→ **ARTICLE**
[START]
# ms word, index, dotted line



## iknowu99 (Jul 23, 2010)

I can't figure this out...trying to write one thing on the left and then ...... and something on the right side similar to an index file that has topic on left and dotted to the right to the page number. i am using periods but it groups some of them as elipses, it messes up the allignment of the numbers on the right. visually one can see that the page numbers are not in line vertically. any ideas?


----------



## iknowu99 (Jul 23, 2010)

Insert->Reference->Index & Tables->Table of Contents tab


----------



## Cindy Ellis (Jul 24, 2010)

If you don't need a table of contents per se, but just a dotted line "leader", you can add a tab stop (either left or right-aligned), and then format the tab to use dots or dashes as a leader.  You can't do this for a "default" tab stop; you have to add your own tab either through the tab dialog or by left-clicking at the appropriate spot on the ruler.  If you're using Word 2007, the tab dialog has been relocated to the paragraph dialog (lower left corner of the paragraph formatting dialog).  I only mention that because it took me days or maybe even weeks to figure out where the tab formats had disappeared to in office 2007.

Hope this helps,

Cindy


----------



## iknowu99 (Jul 24, 2010)

i kept rigth clicking parts of ruler and found Tabs option....if it was a video game i would have to say this is a cheat code...bcuz it's hard to find


----------



## Cindy Ellis (Jul 24, 2010)

Were you able to format the tab with the dotted leader?


----------



## iknowu99 (Jul 27, 2010)

dotted or i think there were 4 more options...it works. thanks.


----------
[END]
→ **SUPPLIED MATERIAL**
[START]
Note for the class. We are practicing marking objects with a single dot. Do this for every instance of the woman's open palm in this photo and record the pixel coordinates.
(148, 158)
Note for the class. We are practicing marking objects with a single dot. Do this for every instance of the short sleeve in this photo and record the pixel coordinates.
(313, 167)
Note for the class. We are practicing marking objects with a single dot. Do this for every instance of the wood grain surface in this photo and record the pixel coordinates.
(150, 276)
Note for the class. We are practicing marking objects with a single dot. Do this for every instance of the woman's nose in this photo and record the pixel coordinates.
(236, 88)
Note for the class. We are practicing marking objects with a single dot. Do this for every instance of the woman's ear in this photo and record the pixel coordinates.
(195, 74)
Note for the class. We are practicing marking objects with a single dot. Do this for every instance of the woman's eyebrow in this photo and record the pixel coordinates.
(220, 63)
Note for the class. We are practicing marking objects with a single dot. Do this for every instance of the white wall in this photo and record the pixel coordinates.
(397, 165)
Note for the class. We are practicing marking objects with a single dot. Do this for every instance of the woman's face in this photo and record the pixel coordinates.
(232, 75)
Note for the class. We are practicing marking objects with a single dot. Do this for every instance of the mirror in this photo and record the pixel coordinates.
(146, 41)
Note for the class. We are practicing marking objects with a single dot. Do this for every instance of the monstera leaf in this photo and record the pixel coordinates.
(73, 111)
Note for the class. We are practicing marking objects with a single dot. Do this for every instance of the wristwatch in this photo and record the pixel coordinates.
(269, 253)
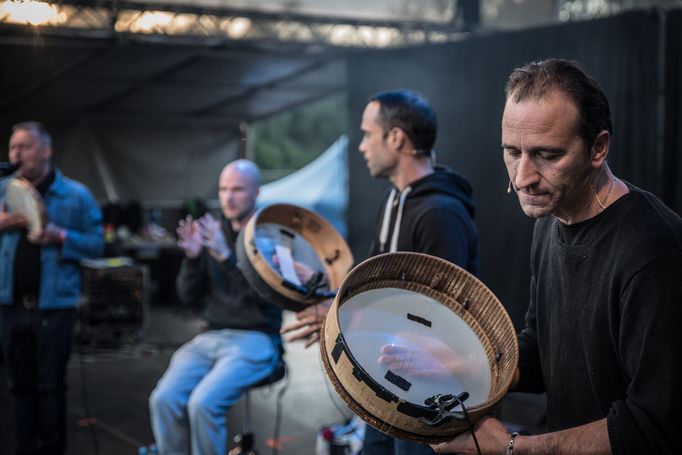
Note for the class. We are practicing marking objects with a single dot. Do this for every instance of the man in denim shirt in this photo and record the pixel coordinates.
(40, 288)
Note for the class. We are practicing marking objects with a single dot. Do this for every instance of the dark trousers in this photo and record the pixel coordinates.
(37, 345)
(377, 443)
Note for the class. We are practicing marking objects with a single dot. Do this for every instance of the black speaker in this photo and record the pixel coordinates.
(113, 300)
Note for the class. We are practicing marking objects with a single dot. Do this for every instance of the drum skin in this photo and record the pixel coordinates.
(23, 197)
(330, 248)
(451, 286)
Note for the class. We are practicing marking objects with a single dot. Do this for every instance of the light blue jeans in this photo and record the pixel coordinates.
(205, 377)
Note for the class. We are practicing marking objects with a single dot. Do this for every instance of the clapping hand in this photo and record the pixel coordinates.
(10, 221)
(188, 237)
(212, 237)
(424, 356)
(308, 323)
(51, 234)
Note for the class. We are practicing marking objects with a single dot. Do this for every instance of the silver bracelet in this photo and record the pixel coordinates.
(510, 446)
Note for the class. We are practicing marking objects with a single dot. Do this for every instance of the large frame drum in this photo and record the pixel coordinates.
(296, 236)
(409, 332)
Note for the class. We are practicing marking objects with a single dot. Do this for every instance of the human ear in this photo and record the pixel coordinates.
(600, 148)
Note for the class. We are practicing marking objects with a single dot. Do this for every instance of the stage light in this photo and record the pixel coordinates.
(29, 12)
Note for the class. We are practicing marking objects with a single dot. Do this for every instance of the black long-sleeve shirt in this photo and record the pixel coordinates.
(602, 335)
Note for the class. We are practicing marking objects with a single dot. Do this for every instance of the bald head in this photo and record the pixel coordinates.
(246, 169)
(238, 188)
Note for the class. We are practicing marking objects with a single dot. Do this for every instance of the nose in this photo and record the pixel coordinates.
(13, 154)
(526, 172)
(362, 148)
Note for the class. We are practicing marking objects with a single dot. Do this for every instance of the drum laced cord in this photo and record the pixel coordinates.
(324, 373)
(459, 400)
(443, 404)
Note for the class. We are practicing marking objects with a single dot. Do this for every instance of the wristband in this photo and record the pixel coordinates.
(510, 446)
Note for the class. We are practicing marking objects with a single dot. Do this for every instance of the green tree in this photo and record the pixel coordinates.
(288, 141)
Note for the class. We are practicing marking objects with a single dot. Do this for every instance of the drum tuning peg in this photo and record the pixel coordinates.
(331, 260)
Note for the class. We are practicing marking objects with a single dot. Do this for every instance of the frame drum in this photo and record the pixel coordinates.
(409, 332)
(23, 197)
(296, 236)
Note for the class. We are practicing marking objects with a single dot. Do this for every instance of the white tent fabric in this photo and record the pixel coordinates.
(321, 186)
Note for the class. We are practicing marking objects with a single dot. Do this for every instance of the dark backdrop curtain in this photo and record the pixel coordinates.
(465, 83)
(672, 162)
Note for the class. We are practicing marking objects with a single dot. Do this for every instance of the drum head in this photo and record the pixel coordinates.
(23, 197)
(406, 328)
(282, 243)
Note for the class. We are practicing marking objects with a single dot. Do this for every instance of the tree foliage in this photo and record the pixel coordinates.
(290, 140)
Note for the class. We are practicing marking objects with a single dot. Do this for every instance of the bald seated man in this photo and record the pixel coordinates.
(241, 345)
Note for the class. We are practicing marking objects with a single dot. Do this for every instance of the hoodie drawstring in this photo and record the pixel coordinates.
(383, 236)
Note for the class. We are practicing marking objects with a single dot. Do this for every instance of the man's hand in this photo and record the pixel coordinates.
(212, 238)
(492, 437)
(188, 237)
(50, 235)
(308, 323)
(11, 221)
(424, 356)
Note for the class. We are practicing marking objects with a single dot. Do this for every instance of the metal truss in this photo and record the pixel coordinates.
(215, 26)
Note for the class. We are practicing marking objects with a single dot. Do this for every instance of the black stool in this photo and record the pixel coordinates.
(244, 439)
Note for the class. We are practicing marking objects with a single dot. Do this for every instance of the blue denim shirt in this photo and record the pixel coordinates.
(70, 205)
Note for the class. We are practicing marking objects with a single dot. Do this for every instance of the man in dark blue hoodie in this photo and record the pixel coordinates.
(428, 209)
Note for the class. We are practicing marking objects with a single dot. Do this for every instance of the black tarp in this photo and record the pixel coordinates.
(465, 83)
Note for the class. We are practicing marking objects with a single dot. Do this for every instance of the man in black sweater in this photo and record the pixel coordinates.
(428, 209)
(602, 334)
(242, 343)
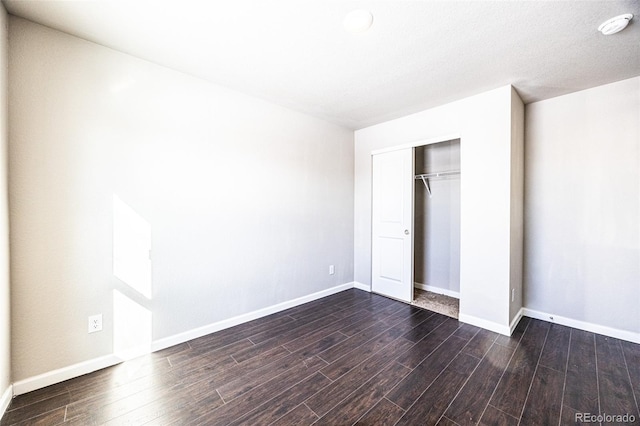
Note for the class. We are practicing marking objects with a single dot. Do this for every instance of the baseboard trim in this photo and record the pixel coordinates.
(438, 290)
(5, 400)
(515, 321)
(482, 323)
(629, 336)
(361, 286)
(66, 373)
(176, 339)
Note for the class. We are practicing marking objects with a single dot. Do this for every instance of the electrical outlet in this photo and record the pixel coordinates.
(95, 323)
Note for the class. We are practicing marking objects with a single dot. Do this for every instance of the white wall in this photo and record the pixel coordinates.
(247, 202)
(5, 305)
(582, 204)
(484, 125)
(516, 269)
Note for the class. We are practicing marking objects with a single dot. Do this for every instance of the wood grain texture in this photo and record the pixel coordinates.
(353, 358)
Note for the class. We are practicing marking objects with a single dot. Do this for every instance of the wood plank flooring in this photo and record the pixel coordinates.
(354, 358)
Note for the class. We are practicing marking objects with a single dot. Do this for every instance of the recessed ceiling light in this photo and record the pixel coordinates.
(358, 20)
(615, 25)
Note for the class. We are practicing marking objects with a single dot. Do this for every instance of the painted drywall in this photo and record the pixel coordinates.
(244, 204)
(516, 267)
(5, 303)
(582, 204)
(484, 125)
(436, 218)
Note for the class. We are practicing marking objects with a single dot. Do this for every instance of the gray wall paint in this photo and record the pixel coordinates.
(582, 204)
(248, 203)
(437, 218)
(5, 303)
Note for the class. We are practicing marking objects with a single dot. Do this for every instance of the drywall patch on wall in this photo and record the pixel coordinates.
(582, 206)
(246, 203)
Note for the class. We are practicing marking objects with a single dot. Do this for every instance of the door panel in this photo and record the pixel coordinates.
(392, 256)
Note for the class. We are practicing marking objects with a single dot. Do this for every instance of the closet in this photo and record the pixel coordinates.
(436, 227)
(416, 225)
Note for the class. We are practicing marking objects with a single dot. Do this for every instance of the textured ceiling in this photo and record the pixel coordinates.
(417, 54)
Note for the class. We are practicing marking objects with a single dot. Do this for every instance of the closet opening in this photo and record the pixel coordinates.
(436, 224)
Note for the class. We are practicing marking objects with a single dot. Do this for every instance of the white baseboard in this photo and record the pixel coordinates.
(361, 286)
(629, 336)
(482, 323)
(515, 321)
(5, 400)
(66, 373)
(240, 319)
(437, 290)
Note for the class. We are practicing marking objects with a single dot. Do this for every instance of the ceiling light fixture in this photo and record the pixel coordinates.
(358, 21)
(615, 25)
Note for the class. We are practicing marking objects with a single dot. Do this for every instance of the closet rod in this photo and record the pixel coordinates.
(438, 174)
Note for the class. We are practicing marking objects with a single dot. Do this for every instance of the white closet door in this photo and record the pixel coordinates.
(392, 256)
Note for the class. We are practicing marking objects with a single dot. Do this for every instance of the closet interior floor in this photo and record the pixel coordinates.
(445, 305)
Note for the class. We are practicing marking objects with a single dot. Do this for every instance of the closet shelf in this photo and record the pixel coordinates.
(438, 174)
(426, 176)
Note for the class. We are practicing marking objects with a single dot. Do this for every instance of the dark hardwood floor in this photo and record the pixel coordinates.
(354, 358)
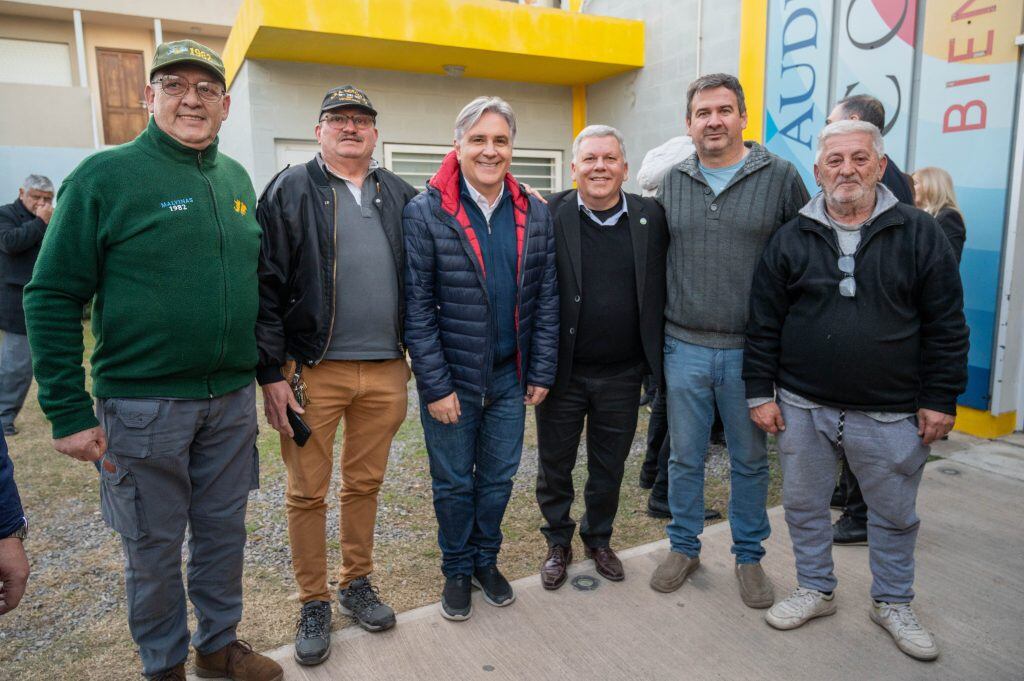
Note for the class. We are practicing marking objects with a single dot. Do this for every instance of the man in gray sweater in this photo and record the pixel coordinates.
(722, 205)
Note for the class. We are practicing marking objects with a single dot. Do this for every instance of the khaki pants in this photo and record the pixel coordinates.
(372, 397)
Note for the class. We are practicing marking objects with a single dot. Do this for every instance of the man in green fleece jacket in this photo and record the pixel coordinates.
(162, 231)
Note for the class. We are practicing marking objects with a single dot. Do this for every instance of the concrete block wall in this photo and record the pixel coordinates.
(649, 105)
(414, 109)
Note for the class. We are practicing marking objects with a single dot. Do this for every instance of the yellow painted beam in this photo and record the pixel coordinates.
(247, 23)
(499, 40)
(579, 109)
(753, 44)
(984, 424)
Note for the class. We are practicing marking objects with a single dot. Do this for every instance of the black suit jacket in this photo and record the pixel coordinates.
(20, 235)
(650, 241)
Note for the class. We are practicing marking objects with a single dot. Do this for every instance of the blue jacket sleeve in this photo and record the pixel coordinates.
(544, 353)
(433, 378)
(11, 513)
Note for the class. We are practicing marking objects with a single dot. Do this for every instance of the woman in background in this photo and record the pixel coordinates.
(934, 194)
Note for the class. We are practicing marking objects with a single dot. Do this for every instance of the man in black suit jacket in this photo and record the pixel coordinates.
(610, 249)
(23, 224)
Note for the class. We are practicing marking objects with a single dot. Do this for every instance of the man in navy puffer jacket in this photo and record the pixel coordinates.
(481, 328)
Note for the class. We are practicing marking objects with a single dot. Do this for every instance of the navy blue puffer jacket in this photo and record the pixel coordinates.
(448, 322)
[END]
→ **INSTRUCTIONS TO FOLLOW**
The forum thread about dotted lines in Word includes a menu path. List every step of that path in order.

→ **WRITTEN REPLY**
1. Insert
2. Reference
3. Index & Tables
4. Table of Contents tab